** BEGIN Records provided **

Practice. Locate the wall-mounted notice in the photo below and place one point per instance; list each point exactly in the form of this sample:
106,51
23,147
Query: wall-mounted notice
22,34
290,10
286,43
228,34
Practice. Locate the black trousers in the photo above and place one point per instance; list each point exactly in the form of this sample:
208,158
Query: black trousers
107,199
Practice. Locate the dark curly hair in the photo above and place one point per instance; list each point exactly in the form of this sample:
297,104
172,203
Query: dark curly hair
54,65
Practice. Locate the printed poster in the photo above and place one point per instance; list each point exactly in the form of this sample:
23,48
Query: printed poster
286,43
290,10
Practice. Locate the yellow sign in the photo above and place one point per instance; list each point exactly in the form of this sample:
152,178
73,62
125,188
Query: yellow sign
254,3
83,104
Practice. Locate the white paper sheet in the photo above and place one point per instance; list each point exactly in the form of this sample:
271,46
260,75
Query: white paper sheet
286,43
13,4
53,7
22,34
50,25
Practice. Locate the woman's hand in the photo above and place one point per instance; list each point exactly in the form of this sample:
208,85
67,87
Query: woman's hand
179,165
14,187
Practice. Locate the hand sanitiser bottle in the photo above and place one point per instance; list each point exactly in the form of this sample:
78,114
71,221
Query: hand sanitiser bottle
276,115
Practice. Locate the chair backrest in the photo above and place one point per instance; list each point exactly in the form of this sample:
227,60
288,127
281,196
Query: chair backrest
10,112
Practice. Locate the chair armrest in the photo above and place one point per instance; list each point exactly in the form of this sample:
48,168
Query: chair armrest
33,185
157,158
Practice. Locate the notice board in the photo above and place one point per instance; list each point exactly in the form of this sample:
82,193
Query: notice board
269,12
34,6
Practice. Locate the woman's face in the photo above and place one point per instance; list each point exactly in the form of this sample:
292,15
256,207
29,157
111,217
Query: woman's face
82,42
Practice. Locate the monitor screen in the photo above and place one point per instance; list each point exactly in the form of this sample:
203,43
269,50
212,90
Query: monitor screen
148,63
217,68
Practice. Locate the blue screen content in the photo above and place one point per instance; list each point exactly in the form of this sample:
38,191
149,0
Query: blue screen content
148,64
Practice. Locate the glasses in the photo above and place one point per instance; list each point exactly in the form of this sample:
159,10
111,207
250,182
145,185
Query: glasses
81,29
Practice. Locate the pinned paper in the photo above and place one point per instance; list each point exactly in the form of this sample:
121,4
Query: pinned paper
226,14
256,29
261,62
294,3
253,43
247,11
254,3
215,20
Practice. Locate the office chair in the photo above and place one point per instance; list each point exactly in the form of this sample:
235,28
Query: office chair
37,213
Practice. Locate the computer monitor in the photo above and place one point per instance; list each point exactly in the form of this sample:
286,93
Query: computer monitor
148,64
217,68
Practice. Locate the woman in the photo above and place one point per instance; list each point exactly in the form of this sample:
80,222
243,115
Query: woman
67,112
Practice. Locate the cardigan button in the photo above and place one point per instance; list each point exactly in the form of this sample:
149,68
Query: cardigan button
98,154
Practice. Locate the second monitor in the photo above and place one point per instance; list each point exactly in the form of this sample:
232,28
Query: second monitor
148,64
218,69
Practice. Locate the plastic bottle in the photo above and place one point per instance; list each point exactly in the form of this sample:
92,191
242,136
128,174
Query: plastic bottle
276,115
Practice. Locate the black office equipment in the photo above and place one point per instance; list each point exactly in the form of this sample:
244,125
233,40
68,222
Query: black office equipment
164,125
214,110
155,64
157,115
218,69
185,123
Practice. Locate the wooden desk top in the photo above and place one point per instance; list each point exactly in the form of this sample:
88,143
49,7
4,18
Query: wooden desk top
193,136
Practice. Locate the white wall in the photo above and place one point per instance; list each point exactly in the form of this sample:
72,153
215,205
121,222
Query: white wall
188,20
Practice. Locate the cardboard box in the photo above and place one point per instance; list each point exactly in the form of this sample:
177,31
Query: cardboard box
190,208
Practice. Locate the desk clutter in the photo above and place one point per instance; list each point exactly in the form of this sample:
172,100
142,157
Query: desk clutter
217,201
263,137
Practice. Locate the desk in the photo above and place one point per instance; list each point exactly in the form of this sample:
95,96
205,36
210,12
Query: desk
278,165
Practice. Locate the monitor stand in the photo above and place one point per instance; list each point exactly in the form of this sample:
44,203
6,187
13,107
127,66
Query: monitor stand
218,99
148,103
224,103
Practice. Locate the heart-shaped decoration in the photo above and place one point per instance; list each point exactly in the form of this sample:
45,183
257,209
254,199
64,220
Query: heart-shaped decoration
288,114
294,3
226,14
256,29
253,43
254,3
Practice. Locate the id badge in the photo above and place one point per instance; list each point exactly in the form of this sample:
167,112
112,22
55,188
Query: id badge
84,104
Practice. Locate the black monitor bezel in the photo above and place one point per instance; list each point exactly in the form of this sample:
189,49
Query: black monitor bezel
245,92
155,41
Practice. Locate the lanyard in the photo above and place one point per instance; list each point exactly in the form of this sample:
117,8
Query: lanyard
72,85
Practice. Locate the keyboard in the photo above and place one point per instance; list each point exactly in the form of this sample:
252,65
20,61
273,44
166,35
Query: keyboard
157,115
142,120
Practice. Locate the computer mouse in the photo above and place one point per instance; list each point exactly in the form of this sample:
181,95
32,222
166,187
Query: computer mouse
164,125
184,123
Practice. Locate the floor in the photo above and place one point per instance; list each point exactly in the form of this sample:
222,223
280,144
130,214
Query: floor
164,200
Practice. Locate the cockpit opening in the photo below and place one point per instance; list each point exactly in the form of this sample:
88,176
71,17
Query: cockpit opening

** END Records provided **

Recast every line of the rows above as a JSON list of strings, with one string per line and blank lines left out.

[
  "Practice. Locate the wall-mounted notice in the photo below and place one point per instance; list each point exactly in the form of this sample:",
  "106,51",
  "23,147",
  "Query: wall-mounted notice",
  "22,34",
  "290,10",
  "286,43",
  "228,34",
  "Practice. Locate the black trousers in the photo above and place one point per instance; list each point exactly in the form of this sample:",
  "208,158",
  "Query: black trousers",
  "107,199",
  "Practice. Locate the dark curly hair in the photo above and place one point per instance; list each point exactly in the form of this sample:",
  "297,104",
  "172,203",
  "Query: dark curly hair",
  "54,65",
  "Practice. Locate the printed poster in the photo above and place one point per instance; list each point exactly in the form of this sample:",
  "23,48",
  "Query: printed poster",
  "286,43",
  "290,10",
  "Practice. Locate the yellow sign in the photo above and place one point per instance; list each point exactly in the form of this sample:",
  "152,178",
  "73,62",
  "125,188",
  "Query: yellow sign",
  "254,3",
  "83,104",
  "Practice. Locate the white paper sheet in the photo above and place one point per instance; list each point exactly in the form of this sample:",
  "271,46",
  "260,75",
  "Query: white paper sheet",
  "286,43",
  "13,4",
  "53,7",
  "22,34",
  "50,25",
  "Practice. Locate the woman's hand in the photo above and place one point per instance; list each point exactly in the form of this sample:",
  "208,85",
  "67,87",
  "Query: woman's hand",
  "179,165",
  "14,187",
  "Practice. Locate the hand sanitiser bottle in the photo above and place one point per instance; list each point exactly in the form of this sample:",
  "78,114",
  "71,221",
  "Query: hand sanitiser bottle",
  "276,115",
  "Practice. Locate the chair backrest in the photo above and place one point per instance; list each point exactly in the form of this sample:",
  "227,60",
  "288,127",
  "281,196",
  "Query: chair backrest",
  "10,112",
  "Practice. Locate the chair armrest in the photo above and place one point per instance; list each point exactly in the form of this sample:",
  "48,168",
  "Query: chair armrest",
  "33,185",
  "157,158",
  "Practice. Locate the notice board in the photo above and place one point per instance; list each point exactly in the form of this sample:",
  "82,193",
  "Query: notice board",
  "269,12",
  "34,6",
  "Practice. Locate the woman's face in the photo above and place one point per instance; list each point exactly in the form of this sample:",
  "292,15",
  "256,207",
  "29,157",
  "111,217",
  "Query: woman's face",
  "82,42",
  "Practice. Locate the monitor screen in the photo above and place one point per instance; list each point exactly in the form of this sample:",
  "203,43",
  "269,50",
  "212,90",
  "Query: monitor screen",
  "148,63",
  "217,68",
  "Practice. Locate the blue screen content in the photo above and place one point per instance; list each point exactly in the form of this sample:",
  "38,191",
  "149,0",
  "Query: blue screen content",
  "148,64",
  "Practice. Locate the glasses in the photo above and place one point per instance; list each point exactly in the form of this sample:",
  "159,10",
  "111,207",
  "250,182",
  "145,185",
  "Query: glasses",
  "81,29",
  "Practice. Locate the pinned paper in the photo above and place one point per instance; list each point exactly in the form of this sample:",
  "121,4",
  "Query: pinned paper",
  "226,14",
  "256,29",
  "261,62",
  "294,3",
  "253,43",
  "247,11",
  "254,3",
  "215,20",
  "Practice. Locate the office chair in the photo above and place one point per instance; list each point exactly in the form of this sample:",
  "235,28",
  "Query: office chair",
  "37,213",
  "Practice. Locate the computer monitor in the photo above and place one point per instance; list each point exactly in the form of this sample:",
  "286,93",
  "Query: computer monitor",
  "148,64",
  "217,68",
  "Practice. Locate the woman in the photo above and place one point per instance; list each point exactly in the form of this sample:",
  "80,222",
  "243,115",
  "Query: woman",
  "67,112",
  "Practice. Locate the cardigan button in the photo above and place one point per instance; list each point exactly in the form of this sample:",
  "149,68",
  "Query: cardigan button",
  "98,154",
  "Practice. Locate the second monitor in the photo above and place one point per instance; list each point exactly in the form of this sample:",
  "232,28",
  "Query: second monitor",
  "148,64",
  "218,69",
  "Practice. Locate the plastic bottle in the photo above and place one point per instance; list each point exactly in the form of this sample:",
  "92,191",
  "242,136",
  "128,174",
  "Query: plastic bottle",
  "276,115",
  "Practice. Locate the black office equipment in the photo above and place one point per instance; list each point exactly in the form of this sample:",
  "244,125",
  "233,40",
  "68,222",
  "Query: black office equipment",
  "164,125",
  "214,110",
  "155,64",
  "157,115",
  "218,69",
  "185,123",
  "Practice. Locate the wooden desk top in the photo above and place one point per instance; list each point exactly in the form of this sample:",
  "88,143",
  "49,7",
  "4,18",
  "Query: wooden desk top",
  "193,136",
  "Practice. Locate the white wall in the photo above and place one point per instance; list each point exactly in the form of this sample:",
  "72,153",
  "215,205",
  "121,222",
  "Query: white wall",
  "188,20",
  "Practice. Locate the cardboard box in the photo above and place one point per instance; list each point exactly in the form of this sample:",
  "177,31",
  "Query: cardboard box",
  "190,208",
  "Practice. Locate the desk clutter in the photo above and place one point per instance; list each point exactly in the form of this sample:",
  "172,100",
  "142,157",
  "Query: desk clutter",
  "217,201",
  "263,137",
  "Practice. Locate the desk in the photo above and place one point per instance; list each point exactly in the form of this sample:",
  "95,96",
  "205,36",
  "210,12",
  "Query: desk",
  "278,165",
  "Practice. Locate the monitor stand in the photo above and place one point per instance; list each point exactly in the form of this sample:",
  "44,203",
  "6,187",
  "13,107",
  "127,66",
  "Query: monitor stand",
  "218,99",
  "148,103",
  "224,103",
  "Practice. Locate the heart-shaped decoration in the photo above and place one point per instance; list each point exactly in the form of this sample:",
  "45,183",
  "257,209",
  "254,199",
  "64,220",
  "Query: heart-shaped decoration",
  "288,114",
  "294,3",
  "226,14",
  "256,29",
  "253,43",
  "254,3",
  "Practice. Locate the id badge in the photo above and place one point per instance; list each point exactly in the form of this sample:",
  "167,112",
  "112,22",
  "55,188",
  "Query: id badge",
  "84,104",
  "Practice. Locate the black monitor bezel in the photo above and place one point per instance; list each point exactly in the form of this sample:",
  "189,49",
  "Query: black monitor bezel",
  "245,92",
  "155,41",
  "Practice. Locate the lanyard in the photo above and place one point per instance; list each point exactly in the form of this sample:",
  "117,8",
  "Query: lanyard",
  "72,85",
  "Practice. Locate the keyboard in the photo above and place one point per instance; list each point exactly in the form of this sample:",
  "252,65",
  "20,61",
  "273,44",
  "166,35",
  "Query: keyboard",
  "157,115",
  "142,120",
  "Practice. Locate the computer mouse in the photo above and place one point per instance; list each point exactly in the form of this sample:",
  "181,95",
  "32,222",
  "166,187",
  "Query: computer mouse",
  "164,125",
  "184,123",
  "Practice. Locate the floor in the photo above and place one point per instance; list each point exactly in the form of this sample:",
  "222,223",
  "280,144",
  "130,214",
  "Query: floor",
  "164,200",
  "Practice. Locate the cockpit opening in the photo below and place one point per instance; list each point exactly in the form of this sample:",
  "88,176",
  "71,17",
  "Query: cockpit opening"
]